* Texte du document:
(Edmonton) La médecin hygiéniste en chef de l’Alberta affirme avoir été « trahie » par un membre de son cercle rapproché qui a rompu les liens de confiance de l’équipe de lutte contre la COVID-19 en divulguant des conversations privées aux médias.

La docteure Deena Hinshaw a rappelé que les titulaires de fonctions publiques prêtent serment de ne pas divulguer les discussions privées tenues dans le cadre de leur travail. Elle a affirmé qu’il y aurait une enquête sur cette affaire.

« Je suis profondément déçue », a dit la docteure Hinshaw devant les journalistes jeudi. « C’est une trahison personnelle et une trahison de la confiance que les membres de notre équipe de travail ont placée les uns envers les autres. »

« Ces réunions devraient être un lieu sûr où les responsables ont des conversations et des débats francs et continus. Cette sécurité et cette confiance sont désormais brisées. »

La docteure Hinshaw a dit ignorer qui est à l’origine de la fuite.

* Consigne de travail 1: Veuillez consigner mot pour mot le passage de l'article sur la fuite, de « (Edmonton) La médecin » à « privées aux médias. ».
* Consigne de travail 2: D'après l'article sur la fuite, qu'a affirmé la docteure Hinshaw au sujet de la suite donnée à cette affaire ?

* Entrées fournies:
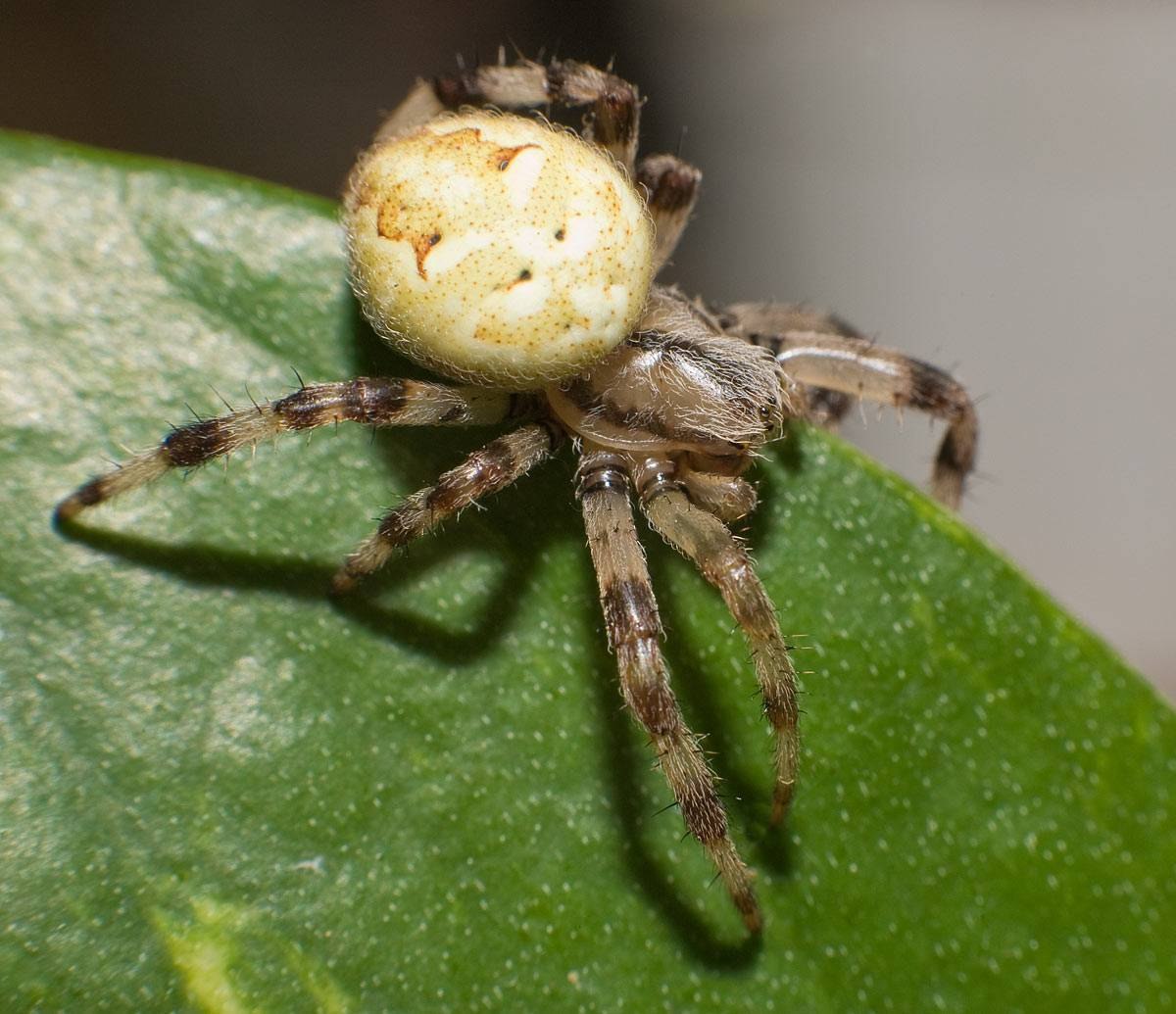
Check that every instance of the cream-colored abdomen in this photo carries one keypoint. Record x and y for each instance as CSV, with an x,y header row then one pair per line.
x,y
498,250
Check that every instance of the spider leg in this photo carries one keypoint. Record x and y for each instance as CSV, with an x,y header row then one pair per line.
x,y
858,367
634,629
671,189
612,121
486,470
375,402
753,320
723,561
727,497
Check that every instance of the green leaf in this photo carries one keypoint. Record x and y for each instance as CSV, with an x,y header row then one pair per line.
x,y
222,791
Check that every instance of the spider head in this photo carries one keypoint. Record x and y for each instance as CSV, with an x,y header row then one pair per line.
x,y
498,250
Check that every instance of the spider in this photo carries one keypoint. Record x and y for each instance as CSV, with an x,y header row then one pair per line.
x,y
517,259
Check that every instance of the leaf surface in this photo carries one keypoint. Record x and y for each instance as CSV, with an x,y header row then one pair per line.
x,y
222,791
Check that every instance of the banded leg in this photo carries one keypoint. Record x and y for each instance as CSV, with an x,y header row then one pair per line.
x,y
671,189
723,561
487,470
634,629
754,320
612,121
858,367
375,402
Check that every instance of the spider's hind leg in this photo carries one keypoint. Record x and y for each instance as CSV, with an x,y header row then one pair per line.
x,y
671,191
375,402
634,629
487,470
854,366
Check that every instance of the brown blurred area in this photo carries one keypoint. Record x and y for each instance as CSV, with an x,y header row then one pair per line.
x,y
989,186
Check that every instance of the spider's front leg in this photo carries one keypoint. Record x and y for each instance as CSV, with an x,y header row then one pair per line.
x,y
722,560
858,367
375,402
612,123
634,629
487,470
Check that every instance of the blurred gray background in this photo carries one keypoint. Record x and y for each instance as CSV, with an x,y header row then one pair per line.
x,y
988,185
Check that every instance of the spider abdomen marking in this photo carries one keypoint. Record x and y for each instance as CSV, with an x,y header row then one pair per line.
x,y
497,250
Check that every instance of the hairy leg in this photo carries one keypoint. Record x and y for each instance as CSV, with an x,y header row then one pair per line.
x,y
634,629
723,561
487,470
671,189
612,121
754,320
375,402
858,367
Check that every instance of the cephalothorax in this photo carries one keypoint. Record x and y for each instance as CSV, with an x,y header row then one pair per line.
x,y
517,259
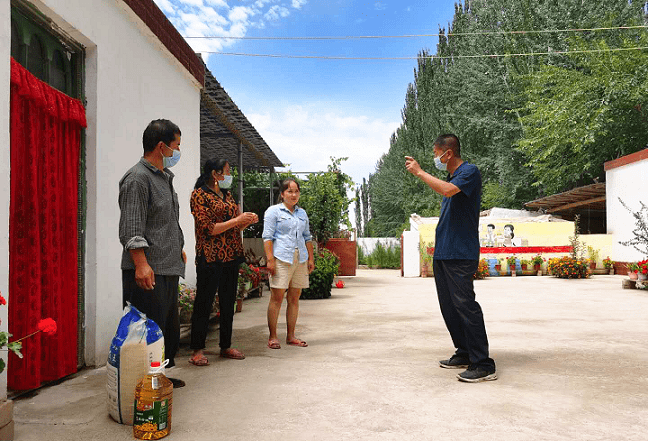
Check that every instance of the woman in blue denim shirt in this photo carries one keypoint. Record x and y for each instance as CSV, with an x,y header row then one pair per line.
x,y
289,252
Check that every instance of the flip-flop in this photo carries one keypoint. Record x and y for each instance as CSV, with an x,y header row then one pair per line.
x,y
232,353
297,342
200,361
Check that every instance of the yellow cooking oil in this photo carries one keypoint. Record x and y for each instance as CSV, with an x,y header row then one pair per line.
x,y
153,400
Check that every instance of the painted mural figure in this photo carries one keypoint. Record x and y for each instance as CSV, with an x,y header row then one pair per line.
x,y
509,239
490,236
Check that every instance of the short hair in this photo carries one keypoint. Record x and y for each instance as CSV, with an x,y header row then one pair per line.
x,y
159,130
285,184
449,141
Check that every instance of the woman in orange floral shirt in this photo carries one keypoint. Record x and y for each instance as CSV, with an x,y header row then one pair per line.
x,y
219,252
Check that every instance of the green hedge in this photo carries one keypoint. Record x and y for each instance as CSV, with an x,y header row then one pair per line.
x,y
321,279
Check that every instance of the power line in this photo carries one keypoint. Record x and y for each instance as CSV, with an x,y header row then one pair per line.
x,y
453,34
430,57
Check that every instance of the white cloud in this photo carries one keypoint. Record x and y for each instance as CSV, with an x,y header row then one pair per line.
x,y
260,3
217,3
296,129
276,12
166,6
240,13
196,3
297,4
205,18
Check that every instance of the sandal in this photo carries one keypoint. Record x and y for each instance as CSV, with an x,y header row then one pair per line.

* Résultat 1:
(Edmonton) La médecin hygiéniste en chef de l’Alberta affirme avoir été « trahie » par un membre de son cercle rapproché qui a rompu les liens de confiance de l’équipe de lutte contre la COVID-19 en divulguant des conversations privées aux médias.

* Résultat 2: Elle a affirmé qu'il y aurait une enquête.